DIRECTIONS FOR THIS TASK - Add 60 to every bounding box coordinate in the material from its first line up to and including the line with "0, 279, 98, 435", and write out each of those lines in full.

INPUT -

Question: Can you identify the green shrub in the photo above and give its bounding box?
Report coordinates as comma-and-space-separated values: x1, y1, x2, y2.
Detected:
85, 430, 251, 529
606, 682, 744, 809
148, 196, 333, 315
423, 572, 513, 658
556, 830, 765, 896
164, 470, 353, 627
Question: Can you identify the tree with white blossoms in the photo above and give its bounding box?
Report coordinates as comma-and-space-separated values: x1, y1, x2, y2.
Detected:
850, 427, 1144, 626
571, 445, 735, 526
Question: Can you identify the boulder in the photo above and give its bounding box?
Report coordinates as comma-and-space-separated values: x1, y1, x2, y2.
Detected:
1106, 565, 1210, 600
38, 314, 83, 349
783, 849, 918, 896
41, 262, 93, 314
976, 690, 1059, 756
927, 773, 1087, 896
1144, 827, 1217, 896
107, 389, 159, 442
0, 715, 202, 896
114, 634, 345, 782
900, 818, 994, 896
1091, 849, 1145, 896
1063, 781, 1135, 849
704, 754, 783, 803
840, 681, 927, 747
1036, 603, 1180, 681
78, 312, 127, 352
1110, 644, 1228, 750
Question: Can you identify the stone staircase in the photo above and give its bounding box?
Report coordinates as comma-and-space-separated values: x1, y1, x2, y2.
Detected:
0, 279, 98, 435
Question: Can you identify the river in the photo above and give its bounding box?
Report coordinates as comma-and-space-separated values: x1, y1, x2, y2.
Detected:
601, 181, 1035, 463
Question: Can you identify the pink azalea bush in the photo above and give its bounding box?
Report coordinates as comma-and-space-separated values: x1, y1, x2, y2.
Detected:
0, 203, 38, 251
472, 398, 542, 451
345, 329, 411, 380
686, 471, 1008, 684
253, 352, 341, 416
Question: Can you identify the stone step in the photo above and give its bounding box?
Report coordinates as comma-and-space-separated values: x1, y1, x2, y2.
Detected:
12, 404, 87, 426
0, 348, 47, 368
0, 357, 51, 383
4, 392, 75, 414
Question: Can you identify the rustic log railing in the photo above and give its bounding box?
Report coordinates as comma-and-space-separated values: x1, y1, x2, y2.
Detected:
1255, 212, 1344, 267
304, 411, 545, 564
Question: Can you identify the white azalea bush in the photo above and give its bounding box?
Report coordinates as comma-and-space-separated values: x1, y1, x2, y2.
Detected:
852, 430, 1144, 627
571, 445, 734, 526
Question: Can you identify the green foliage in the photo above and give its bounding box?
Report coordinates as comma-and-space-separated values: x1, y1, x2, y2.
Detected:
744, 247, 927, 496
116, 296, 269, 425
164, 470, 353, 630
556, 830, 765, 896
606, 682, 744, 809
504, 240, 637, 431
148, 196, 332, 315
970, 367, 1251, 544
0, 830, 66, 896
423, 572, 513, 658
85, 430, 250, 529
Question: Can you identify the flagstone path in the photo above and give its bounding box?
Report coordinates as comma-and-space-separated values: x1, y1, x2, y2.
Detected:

TASK OUTPUT -
Question: Can you identify the green shrub in the photo above and give its bounding box?
Report coordinates as comma-and-space-separated values: x1, y1, x2, y2.
Detected:
145, 490, 311, 589
666, 742, 804, 869
208, 256, 393, 375
483, 632, 573, 718
616, 890, 825, 956
224, 530, 413, 687
Question: Can you identify the tree with white blossoms in the photo above and give its bounding box?
Report coordinates as comma-and-space-separated values: x1, y1, x2, y2.
Detected:
910, 487, 1204, 686
631, 505, 795, 586
Question: Can you identify the boulder in the photo above and give its bounding box?
Report coordinates as comma-and-space-separated values: x1, y1, x2, y2.
Detected:
1166, 625, 1270, 660
98, 374, 143, 409
843, 909, 978, 956
101, 322, 153, 374
1036, 750, 1119, 816
987, 833, 1147, 956
1204, 887, 1277, 956
167, 449, 219, 502
60, 775, 262, 956
174, 694, 405, 842
960, 878, 1054, 956
1151, 909, 1205, 956
1123, 841, 1195, 909
764, 814, 843, 863
900, 741, 987, 807
1096, 663, 1240, 741
138, 372, 187, 412
1170, 704, 1288, 810
Question: Can you identify the stone staircase in the photo above and give its bounding box?
Report coordinates as comma-and-space-separated values: x1, y1, x2, y2.
Detected:
60, 339, 158, 495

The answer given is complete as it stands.